DOCUMENT PASSAGE>
=-=-=-=-=
If the children are emotionally confused, it's probably because their parents are dead and their Uncle has purposely absented himself from their lives, like Jehovah turning his back on Adam and Eve. Miles' evasions and little crimes would seem an obvious result of this situation, which Giddens prefers to ignore.

Cinematographer Freddie Francis outdoes himself. The great gray mansion is perfectly lit and the lenses invite us to find clues in the corners of rooms and hiding in the hedges and marsh grass. Many shots hold Miss Giddens in a closeup on one side of the frame while an important event happens (or she imagines it happens) on the other side. The only hindrance is that the lenses used appear to be older models that give faces the CinemaScope 'mumps' in close-ups. These earlier lenses with distorted fields show up frequently in Fox films made in Europe, leading Savant to think that they were exported (dumped) when the studios received newer designs from Bausch & Lomb.
=-=-=-=-=
RAW DATA>
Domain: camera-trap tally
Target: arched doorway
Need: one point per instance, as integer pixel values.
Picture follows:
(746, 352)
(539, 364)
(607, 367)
=-=-=-=-=
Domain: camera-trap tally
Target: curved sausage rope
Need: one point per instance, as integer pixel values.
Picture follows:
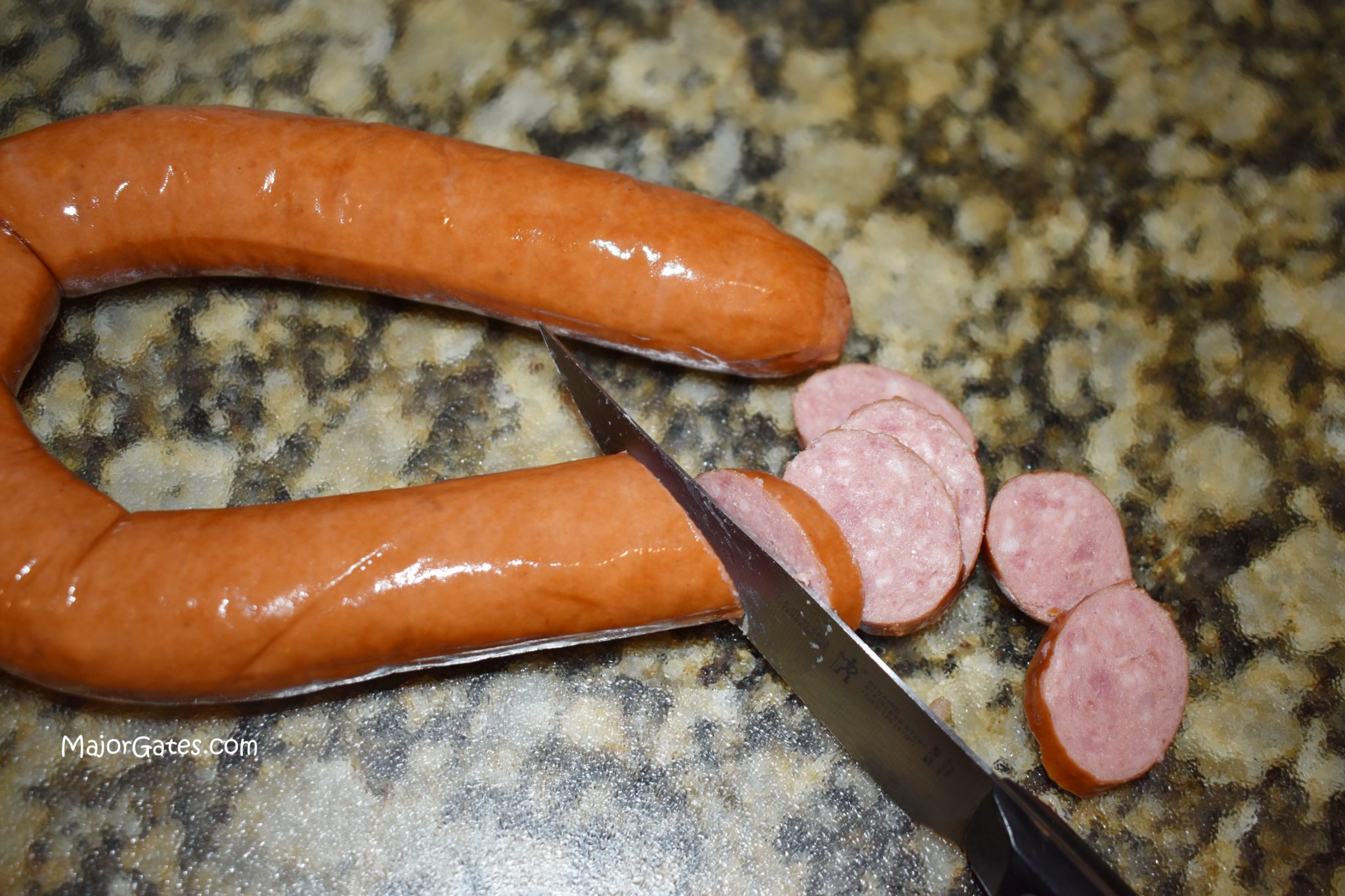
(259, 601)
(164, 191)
=-=-=-=-=
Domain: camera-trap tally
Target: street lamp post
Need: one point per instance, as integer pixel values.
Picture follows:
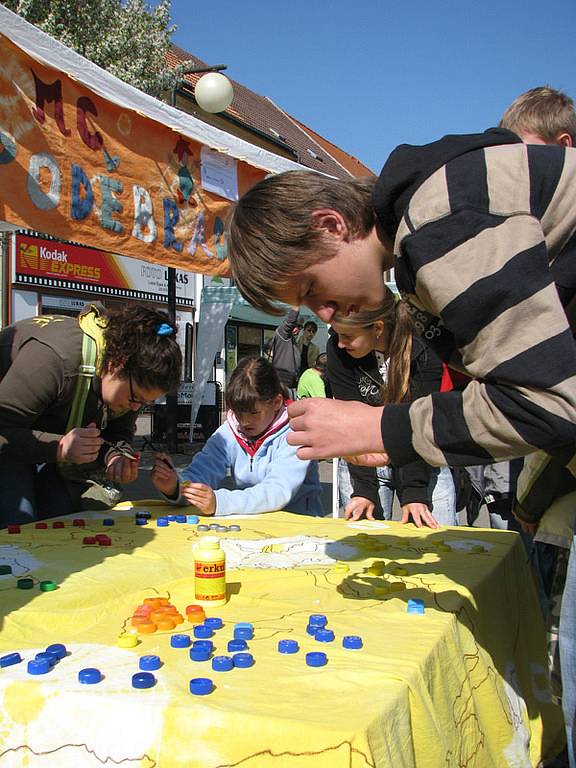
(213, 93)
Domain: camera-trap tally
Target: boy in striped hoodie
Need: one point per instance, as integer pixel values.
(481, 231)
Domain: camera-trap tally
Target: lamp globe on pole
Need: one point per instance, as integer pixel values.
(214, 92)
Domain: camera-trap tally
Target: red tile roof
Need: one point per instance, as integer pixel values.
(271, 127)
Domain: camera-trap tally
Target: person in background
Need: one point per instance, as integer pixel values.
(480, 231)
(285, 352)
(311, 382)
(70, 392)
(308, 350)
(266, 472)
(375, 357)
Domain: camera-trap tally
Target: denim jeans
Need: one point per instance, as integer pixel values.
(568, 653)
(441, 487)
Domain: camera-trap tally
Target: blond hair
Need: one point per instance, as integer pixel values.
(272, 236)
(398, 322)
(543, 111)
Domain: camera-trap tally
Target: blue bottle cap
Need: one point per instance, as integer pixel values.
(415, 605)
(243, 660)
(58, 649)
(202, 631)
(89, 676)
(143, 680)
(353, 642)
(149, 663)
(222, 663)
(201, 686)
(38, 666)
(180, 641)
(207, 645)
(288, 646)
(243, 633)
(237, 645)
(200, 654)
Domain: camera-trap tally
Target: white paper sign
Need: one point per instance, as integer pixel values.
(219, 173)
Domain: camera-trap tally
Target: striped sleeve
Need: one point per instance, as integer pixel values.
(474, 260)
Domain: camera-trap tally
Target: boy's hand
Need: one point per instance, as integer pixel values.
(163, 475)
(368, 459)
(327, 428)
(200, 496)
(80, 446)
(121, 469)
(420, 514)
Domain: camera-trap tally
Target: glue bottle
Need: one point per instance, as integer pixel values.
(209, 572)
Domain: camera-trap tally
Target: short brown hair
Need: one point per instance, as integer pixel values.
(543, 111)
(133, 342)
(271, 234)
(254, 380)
=-=-=-=-=
GOAL OF THE EXERCISE> From the film review passage, quote the text word for word, starting at the words "Cinematographer Freddie Francis" and stopping after the words "Bausch & Lomb.".

FINISHED TASK>
Cinematographer Freddie Francis outdoes himself. The great gray mansion is perfectly lit and the lenses invite us to find clues in the corners of rooms and hiding in the hedges and marsh grass. Many shots hold Miss Giddens in a closeup on one side of the frame while an important event happens (or she imagines it happens) on the other side. The only hindrance is that the lenses used appear to be older models that give faces the CinemaScope 'mumps' in close-ups. These earlier lenses with distorted fields show up frequently in Fox films made in Europe, leading Savant to think that they were exported (dumped) when the studios received newer designs from Bausch & Lomb.